## Start Supplied entries

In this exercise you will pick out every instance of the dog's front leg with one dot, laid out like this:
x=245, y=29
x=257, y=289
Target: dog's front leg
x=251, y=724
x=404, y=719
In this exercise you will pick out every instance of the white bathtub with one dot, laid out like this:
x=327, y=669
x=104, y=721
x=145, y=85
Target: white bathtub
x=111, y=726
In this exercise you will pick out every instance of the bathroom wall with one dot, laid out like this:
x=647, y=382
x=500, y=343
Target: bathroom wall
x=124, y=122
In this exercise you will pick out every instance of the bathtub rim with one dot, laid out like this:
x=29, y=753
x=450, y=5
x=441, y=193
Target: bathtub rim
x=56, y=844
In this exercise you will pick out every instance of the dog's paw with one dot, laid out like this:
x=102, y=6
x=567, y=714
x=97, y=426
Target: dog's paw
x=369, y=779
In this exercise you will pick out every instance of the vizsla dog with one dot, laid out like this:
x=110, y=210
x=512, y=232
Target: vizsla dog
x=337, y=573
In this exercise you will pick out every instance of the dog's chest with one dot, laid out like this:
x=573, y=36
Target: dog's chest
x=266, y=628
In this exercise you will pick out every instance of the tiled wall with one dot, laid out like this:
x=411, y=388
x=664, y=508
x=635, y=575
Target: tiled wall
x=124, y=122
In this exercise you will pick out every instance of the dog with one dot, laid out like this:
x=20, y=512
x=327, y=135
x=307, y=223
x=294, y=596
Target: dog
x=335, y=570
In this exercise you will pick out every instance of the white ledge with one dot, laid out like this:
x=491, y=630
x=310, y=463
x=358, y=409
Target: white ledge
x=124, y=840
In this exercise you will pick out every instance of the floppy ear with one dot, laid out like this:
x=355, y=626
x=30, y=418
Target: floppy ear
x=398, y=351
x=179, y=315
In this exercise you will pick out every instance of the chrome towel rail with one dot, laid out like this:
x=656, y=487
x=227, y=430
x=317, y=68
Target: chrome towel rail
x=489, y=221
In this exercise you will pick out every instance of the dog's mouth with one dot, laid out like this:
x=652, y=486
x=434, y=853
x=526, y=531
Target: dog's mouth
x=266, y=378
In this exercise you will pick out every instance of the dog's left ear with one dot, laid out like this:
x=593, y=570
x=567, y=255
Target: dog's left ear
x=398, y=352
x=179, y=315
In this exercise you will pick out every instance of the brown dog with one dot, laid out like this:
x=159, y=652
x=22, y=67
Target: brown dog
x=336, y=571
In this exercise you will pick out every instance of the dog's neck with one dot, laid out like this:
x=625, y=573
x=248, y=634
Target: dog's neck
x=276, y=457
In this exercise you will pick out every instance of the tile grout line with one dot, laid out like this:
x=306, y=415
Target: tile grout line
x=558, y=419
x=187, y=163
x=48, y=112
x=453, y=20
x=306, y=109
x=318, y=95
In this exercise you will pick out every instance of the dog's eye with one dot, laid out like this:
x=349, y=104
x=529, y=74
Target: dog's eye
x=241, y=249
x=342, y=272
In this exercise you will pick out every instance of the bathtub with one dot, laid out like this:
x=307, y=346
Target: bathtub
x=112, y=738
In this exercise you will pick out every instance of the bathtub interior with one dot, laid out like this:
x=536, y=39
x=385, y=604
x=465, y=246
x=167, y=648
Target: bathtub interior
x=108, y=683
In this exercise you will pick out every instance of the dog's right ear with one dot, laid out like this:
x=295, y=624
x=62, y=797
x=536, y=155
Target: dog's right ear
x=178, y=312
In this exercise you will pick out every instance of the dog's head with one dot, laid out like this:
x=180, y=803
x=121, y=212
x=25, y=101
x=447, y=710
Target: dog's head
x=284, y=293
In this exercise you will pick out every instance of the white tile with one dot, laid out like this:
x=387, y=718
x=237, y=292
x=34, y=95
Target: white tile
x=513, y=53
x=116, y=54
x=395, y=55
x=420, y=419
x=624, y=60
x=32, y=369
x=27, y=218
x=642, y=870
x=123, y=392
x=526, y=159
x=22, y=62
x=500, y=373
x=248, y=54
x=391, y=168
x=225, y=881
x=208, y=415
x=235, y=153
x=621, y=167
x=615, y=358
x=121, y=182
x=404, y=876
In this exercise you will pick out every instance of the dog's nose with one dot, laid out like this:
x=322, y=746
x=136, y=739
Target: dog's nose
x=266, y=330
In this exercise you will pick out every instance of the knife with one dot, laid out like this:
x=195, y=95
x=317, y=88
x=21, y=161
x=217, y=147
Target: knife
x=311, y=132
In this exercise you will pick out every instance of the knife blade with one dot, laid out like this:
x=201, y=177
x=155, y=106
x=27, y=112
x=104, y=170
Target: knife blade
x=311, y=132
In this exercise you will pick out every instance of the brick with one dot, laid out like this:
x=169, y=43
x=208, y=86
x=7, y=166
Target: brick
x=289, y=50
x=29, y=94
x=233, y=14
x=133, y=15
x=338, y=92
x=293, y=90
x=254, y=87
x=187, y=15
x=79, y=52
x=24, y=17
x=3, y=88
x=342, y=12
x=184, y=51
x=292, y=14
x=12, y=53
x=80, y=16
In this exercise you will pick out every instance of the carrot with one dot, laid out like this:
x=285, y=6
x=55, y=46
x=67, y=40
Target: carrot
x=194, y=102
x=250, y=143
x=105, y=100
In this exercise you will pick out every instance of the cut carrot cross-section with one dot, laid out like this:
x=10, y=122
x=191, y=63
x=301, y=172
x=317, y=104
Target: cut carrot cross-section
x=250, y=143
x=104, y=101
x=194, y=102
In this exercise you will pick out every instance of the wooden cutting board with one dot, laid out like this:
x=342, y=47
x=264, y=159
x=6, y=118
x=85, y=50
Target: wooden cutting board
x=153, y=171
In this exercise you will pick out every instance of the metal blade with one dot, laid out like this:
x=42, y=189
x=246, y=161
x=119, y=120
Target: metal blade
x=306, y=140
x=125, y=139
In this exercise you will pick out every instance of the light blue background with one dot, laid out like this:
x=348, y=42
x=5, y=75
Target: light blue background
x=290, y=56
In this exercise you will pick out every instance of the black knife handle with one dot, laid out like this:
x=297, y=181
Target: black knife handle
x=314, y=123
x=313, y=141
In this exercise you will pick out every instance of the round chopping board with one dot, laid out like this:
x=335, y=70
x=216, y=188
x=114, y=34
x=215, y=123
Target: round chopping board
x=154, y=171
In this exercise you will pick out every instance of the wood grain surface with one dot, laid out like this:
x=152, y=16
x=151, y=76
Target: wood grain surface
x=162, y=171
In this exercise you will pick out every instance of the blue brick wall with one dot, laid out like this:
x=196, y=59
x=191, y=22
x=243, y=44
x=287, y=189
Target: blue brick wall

## End Supplied entries

→ **Exercise objective**
Lay out these rows as a Markdown table with a column n for the row number and a column Line for the line itself, leaving out blank lines.

→ **Exercise result**
| n | Line |
|---|---|
| 1 | In this exercise you will pick out every instance of the dog's front leg with one dot, laid out like this: |
| 2 | x=245, y=29 |
| 3 | x=257, y=289 |
| 4 | Target: dog's front leg |
| 5 | x=251, y=724 |
| 6 | x=404, y=719 |
| 7 | In this exercise you will pick out every instance of the white bathtub with one dot, laid out like this: |
| 8 | x=327, y=669 |
| 9 | x=104, y=721 |
| 10 | x=145, y=85 |
| 11 | Target: white bathtub |
| 12 | x=111, y=726 |
| 13 | In this exercise you will pick out every instance of the bathroom wall with one dot, laid out like this: |
| 14 | x=647, y=382 |
| 15 | x=500, y=343 |
| 16 | Target: bathroom wall |
| 17 | x=124, y=122 |
| 18 | In this exercise you will pick out every instance of the bathtub rim with one dot, laid out like this: |
| 19 | x=29, y=753 |
| 20 | x=450, y=5 |
| 21 | x=441, y=193 |
| 22 | Target: bathtub rim |
| 23 | x=56, y=844 |
| 24 | In this exercise you will pick out every instance of the dog's paw with one dot, laid out like this: |
| 25 | x=102, y=6 |
| 26 | x=567, y=714 |
| 27 | x=97, y=426 |
| 28 | Target: dog's paw |
| 29 | x=369, y=779 |
| 30 | In this exercise you will pick out every instance of the vizsla dog with one dot, laid out like this: |
| 31 | x=110, y=210 |
| 32 | x=512, y=232 |
| 33 | Target: vizsla dog |
| 34 | x=337, y=573 |
| 35 | In this exercise you will pick out every instance of the dog's chest with one dot, laid out like this: |
| 36 | x=573, y=36 |
| 37 | Target: dog's chest |
| 38 | x=266, y=628 |
| 39 | In this exercise you will pick out every instance of the tiled wall with one dot, laid out like this: |
| 40 | x=411, y=388 |
| 41 | x=664, y=508 |
| 42 | x=635, y=575 |
| 43 | Target: tiled wall |
| 44 | x=124, y=122 |
| 45 | In this exercise you will pick out every instance of the dog with one dot, laid out like this: |
| 46 | x=20, y=512 |
| 47 | x=327, y=135 |
| 48 | x=307, y=223 |
| 49 | x=294, y=596 |
| 50 | Target: dog |
| 51 | x=335, y=570 |
| 52 | In this exercise you will pick out every instance of the white ledge with one dot, laid out like this: |
| 53 | x=491, y=630 |
| 54 | x=310, y=463 |
| 55 | x=358, y=409 |
| 56 | Target: white ledge |
| 57 | x=124, y=840 |
| 58 | In this exercise you will pick out every instance of the floppy ear with one dot, laid out like this: |
| 59 | x=355, y=626 |
| 60 | x=30, y=418 |
| 61 | Target: floppy ear |
| 62 | x=398, y=351 |
| 63 | x=179, y=315 |
| 64 | In this exercise you will pick out every instance of the chrome towel rail with one dot, laid out like this: |
| 65 | x=656, y=487 |
| 66 | x=227, y=430 |
| 67 | x=317, y=68 |
| 68 | Target: chrome towel rail |
| 69 | x=489, y=221 |
| 70 | In this exercise you will pick out every instance of the dog's mouth with one dot, laid out like this: |
| 71 | x=652, y=486 |
| 72 | x=434, y=853 |
| 73 | x=526, y=531 |
| 74 | Target: dog's mouth |
| 75 | x=266, y=378 |
| 76 | In this exercise you will pick out every instance of the dog's left ear with one dot, laid out like this: |
| 77 | x=593, y=570 |
| 78 | x=567, y=255 |
| 79 | Target: dog's left ear |
| 80 | x=398, y=352 |
| 81 | x=179, y=315 |
| 82 | In this exercise you will pick out every instance of the brown dog with one dot, laid out like this: |
| 83 | x=159, y=652 |
| 84 | x=22, y=67 |
| 85 | Target: brown dog |
| 86 | x=336, y=571 |
| 87 | In this exercise you will pick out every instance of the dog's neck with one dot, laid out like this: |
| 88 | x=625, y=573 |
| 89 | x=248, y=634 |
| 90 | Target: dog's neck |
| 91 | x=276, y=457 |
| 92 | In this exercise you will pick out every instance of the tile grout line with one dot, laid out like this: |
| 93 | x=306, y=415 |
| 94 | Target: tile grout line |
| 95 | x=558, y=419 |
| 96 | x=187, y=163 |
| 97 | x=48, y=112 |
| 98 | x=453, y=20 |
| 99 | x=306, y=109 |
| 100 | x=318, y=95 |
| 101 | In this exercise you will pick out every instance of the dog's eye with one dot, laid out like this: |
| 102 | x=349, y=104 |
| 103 | x=529, y=74 |
| 104 | Target: dog's eye |
| 105 | x=241, y=249 |
| 106 | x=342, y=272 |
| 107 | In this exercise you will pick out every instance of the bathtub with one dot, laid out like this: |
| 108 | x=307, y=346 |
| 109 | Target: bathtub |
| 110 | x=112, y=738 |
| 111 | In this exercise you will pick out every instance of the bathtub interior with one dot, laid out like this: |
| 112 | x=536, y=39 |
| 113 | x=385, y=604 |
| 114 | x=465, y=246 |
| 115 | x=167, y=648 |
| 116 | Target: bathtub interior |
| 117 | x=108, y=683 |
| 118 | In this exercise you will pick out every instance of the dog's right ear with one dot, laid out like this: |
| 119 | x=295, y=624 |
| 120 | x=62, y=797 |
| 121 | x=536, y=155 |
| 122 | Target: dog's right ear |
| 123 | x=178, y=312 |
| 124 | In this exercise you will pick out every instance of the dog's head with one dot, laid out like this: |
| 125 | x=180, y=803 |
| 126 | x=121, y=212 |
| 127 | x=25, y=101 |
| 128 | x=447, y=710 |
| 129 | Target: dog's head |
| 130 | x=284, y=293 |
| 131 | In this exercise you will pick out every instance of the white tile with one dot, laid out like this: |
| 132 | x=387, y=718 |
| 133 | x=237, y=292 |
| 134 | x=34, y=95 |
| 135 | Target: white tile |
| 136 | x=513, y=53 |
| 137 | x=116, y=54 |
| 138 | x=395, y=55 |
| 139 | x=420, y=419 |
| 140 | x=624, y=60 |
| 141 | x=32, y=369 |
| 142 | x=27, y=218 |
| 143 | x=642, y=870 |
| 144 | x=123, y=392 |
| 145 | x=526, y=159 |
| 146 | x=22, y=62 |
| 147 | x=500, y=373 |
| 148 | x=248, y=54 |
| 149 | x=391, y=168 |
| 150 | x=225, y=881 |
| 151 | x=208, y=415 |
| 152 | x=235, y=153 |
| 153 | x=621, y=167 |
| 154 | x=615, y=358 |
| 155 | x=121, y=182 |
| 156 | x=404, y=876 |
| 157 | In this exercise you will pick out every instance of the dog's nose with one dot, laid out like this: |
| 158 | x=322, y=746 |
| 159 | x=136, y=739 |
| 160 | Target: dog's nose |
| 161 | x=266, y=330 |
| 162 | In this exercise you will pick out every instance of the knife with one dot, laid out like this: |
| 163 | x=195, y=95 |
| 164 | x=317, y=88 |
| 165 | x=21, y=161 |
| 166 | x=217, y=147 |
| 167 | Target: knife |
| 168 | x=311, y=132 |
| 169 | In this exercise you will pick out every instance of the knife blade with one dot, laid out like this: |
| 170 | x=201, y=177 |
| 171 | x=155, y=106 |
| 172 | x=27, y=112 |
| 173 | x=104, y=170 |
| 174 | Target: knife blade |
| 175 | x=311, y=132 |
| 176 | In this exercise you will pick out every instance of the brick with one dot, laid out like this: |
| 177 | x=169, y=43 |
| 178 | x=208, y=86 |
| 179 | x=7, y=166 |
| 180 | Target: brick |
| 181 | x=289, y=50 |
| 182 | x=29, y=94 |
| 183 | x=233, y=14 |
| 184 | x=133, y=15 |
| 185 | x=338, y=92 |
| 186 | x=293, y=90 |
| 187 | x=254, y=87 |
| 188 | x=187, y=15 |
| 189 | x=79, y=52 |
| 190 | x=24, y=17 |
| 191 | x=3, y=88 |
| 192 | x=342, y=12 |
| 193 | x=184, y=51 |
| 194 | x=292, y=14 |
| 195 | x=12, y=53 |
| 196 | x=80, y=16 |
| 197 | In this exercise you will pick out every instance of the carrot with one dot, laid out like this: |
| 198 | x=285, y=6 |
| 199 | x=55, y=46 |
| 200 | x=67, y=40 |
| 201 | Target: carrot |
| 202 | x=194, y=102 |
| 203 | x=250, y=143 |
| 204 | x=105, y=100 |
| 205 | In this exercise you will pick out every instance of the cut carrot cross-section with one dot, laid out like this: |
| 206 | x=10, y=122 |
| 207 | x=191, y=63 |
| 208 | x=301, y=172 |
| 209 | x=317, y=104 |
| 210 | Target: cut carrot cross-section |
| 211 | x=250, y=143 |
| 212 | x=104, y=101 |
| 213 | x=194, y=102 |
| 214 | In this exercise you will pick out every instance of the wooden cutting board with one dot, laid out like this: |
| 215 | x=342, y=47 |
| 216 | x=264, y=159 |
| 217 | x=6, y=118 |
| 218 | x=85, y=50 |
| 219 | Target: wooden cutting board |
| 220 | x=153, y=171 |
| 221 | In this exercise you will pick out every instance of the metal blade with one dot, laid out like this: |
| 222 | x=42, y=189 |
| 223 | x=246, y=161 |
| 224 | x=119, y=120 |
| 225 | Target: metal blade |
| 226 | x=306, y=140 |
| 227 | x=125, y=139 |
| 228 | In this exercise you will pick out every instance of the light blue background with one dot, laid out like this: |
| 229 | x=348, y=42 |
| 230 | x=5, y=75 |
| 231 | Target: light blue background |
| 232 | x=290, y=56 |
| 233 | In this exercise you will pick out every instance of the black knife handle with one dot, laid out like this: |
| 234 | x=297, y=181 |
| 235 | Target: black knife handle |
| 236 | x=314, y=123 |
| 237 | x=313, y=141 |
| 238 | In this exercise you will pick out every instance of the round chopping board with one dot, laid out like this: |
| 239 | x=335, y=70 |
| 240 | x=216, y=188 |
| 241 | x=114, y=34 |
| 242 | x=215, y=123 |
| 243 | Target: round chopping board |
| 244 | x=154, y=171 |
| 245 | In this exercise you will pick out every instance of the wood grain surface with one dot, laid out like this: |
| 246 | x=152, y=16 |
| 247 | x=151, y=76 |
| 248 | Target: wood grain surface |
| 249 | x=162, y=171 |
| 250 | In this exercise you will pick out every instance of the blue brick wall with one dot, laid out like this: |
| 251 | x=196, y=59 |
| 252 | x=191, y=22 |
| 253 | x=243, y=44 |
| 254 | x=287, y=189 |
| 255 | Target: blue brick wall |